Photo-based referring expression data:
- Opening Delimiter -

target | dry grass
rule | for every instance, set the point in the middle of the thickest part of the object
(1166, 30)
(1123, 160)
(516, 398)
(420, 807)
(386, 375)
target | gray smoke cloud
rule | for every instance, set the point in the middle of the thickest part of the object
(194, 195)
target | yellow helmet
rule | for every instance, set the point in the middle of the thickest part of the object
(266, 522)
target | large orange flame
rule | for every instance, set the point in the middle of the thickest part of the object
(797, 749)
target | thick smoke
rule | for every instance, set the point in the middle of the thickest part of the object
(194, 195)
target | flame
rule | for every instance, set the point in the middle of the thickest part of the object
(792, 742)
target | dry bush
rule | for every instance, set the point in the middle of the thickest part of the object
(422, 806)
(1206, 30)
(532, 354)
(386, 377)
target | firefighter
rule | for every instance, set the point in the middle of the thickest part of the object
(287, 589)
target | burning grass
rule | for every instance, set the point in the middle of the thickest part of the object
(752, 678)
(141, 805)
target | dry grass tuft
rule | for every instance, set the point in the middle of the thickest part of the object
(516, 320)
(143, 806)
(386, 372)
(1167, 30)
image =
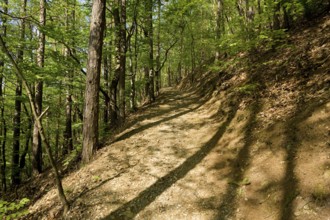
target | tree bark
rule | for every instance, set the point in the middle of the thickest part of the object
(37, 119)
(36, 143)
(3, 128)
(15, 173)
(115, 80)
(151, 92)
(68, 139)
(91, 106)
(123, 49)
(158, 69)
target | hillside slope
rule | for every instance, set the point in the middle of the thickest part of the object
(250, 141)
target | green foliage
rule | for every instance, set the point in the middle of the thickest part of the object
(13, 210)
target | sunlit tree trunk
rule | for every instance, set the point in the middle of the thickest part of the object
(15, 172)
(67, 135)
(91, 106)
(115, 80)
(158, 68)
(36, 146)
(123, 49)
(151, 92)
(3, 128)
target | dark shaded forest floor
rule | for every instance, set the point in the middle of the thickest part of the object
(251, 141)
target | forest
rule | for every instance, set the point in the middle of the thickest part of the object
(125, 100)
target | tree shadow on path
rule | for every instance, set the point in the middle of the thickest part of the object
(291, 145)
(239, 166)
(152, 124)
(130, 209)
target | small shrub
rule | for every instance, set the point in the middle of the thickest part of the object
(13, 210)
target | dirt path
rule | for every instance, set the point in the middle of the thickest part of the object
(188, 157)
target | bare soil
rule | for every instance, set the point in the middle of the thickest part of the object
(257, 146)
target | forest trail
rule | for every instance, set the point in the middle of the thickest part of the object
(189, 157)
(254, 146)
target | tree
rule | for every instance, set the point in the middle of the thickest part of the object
(151, 92)
(15, 173)
(3, 128)
(36, 147)
(91, 106)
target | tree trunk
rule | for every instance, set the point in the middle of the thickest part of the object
(122, 25)
(106, 68)
(219, 27)
(151, 92)
(117, 72)
(36, 146)
(15, 173)
(158, 68)
(91, 106)
(3, 127)
(37, 119)
(68, 139)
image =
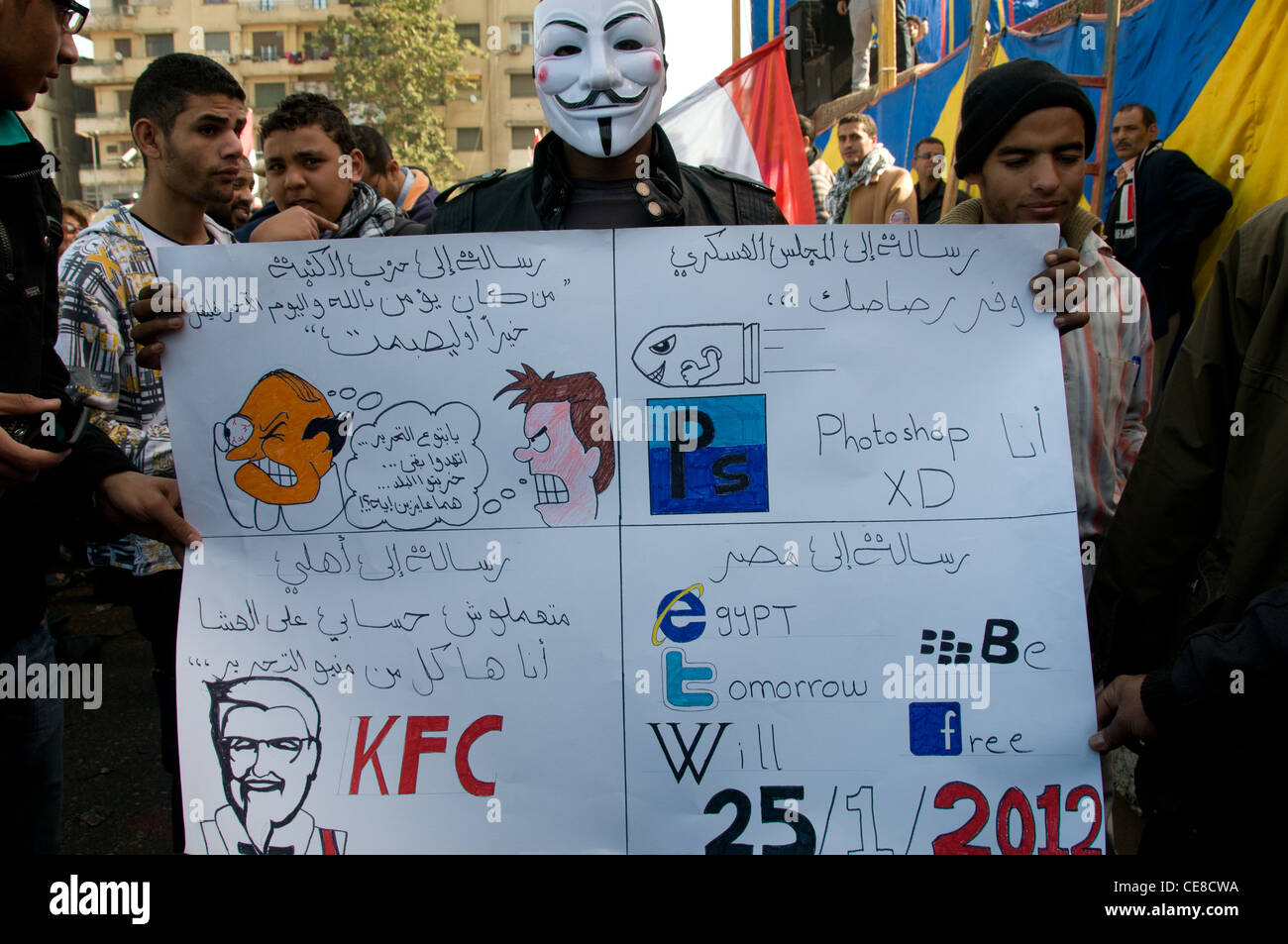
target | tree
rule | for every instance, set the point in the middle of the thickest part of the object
(399, 58)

- Closing Delimiter -

In the records, locate each line holding the string "grass" and copy it.

# EXERCISE RESPONSE
target | dry grass
target | burning grass
target | dry grass tuft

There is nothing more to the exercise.